* **TO DO**
Can you copy each of the rows below line for line, with no changes at all?

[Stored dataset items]
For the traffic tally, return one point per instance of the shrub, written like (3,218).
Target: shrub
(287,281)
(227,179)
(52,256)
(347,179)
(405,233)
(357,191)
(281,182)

* **EXERCISE ANSWER**
For the traffic tally, return one point per instance of the shrub, written like (3,218).
Target: shrub
(287,281)
(227,179)
(52,256)
(347,179)
(405,233)
(357,191)
(281,182)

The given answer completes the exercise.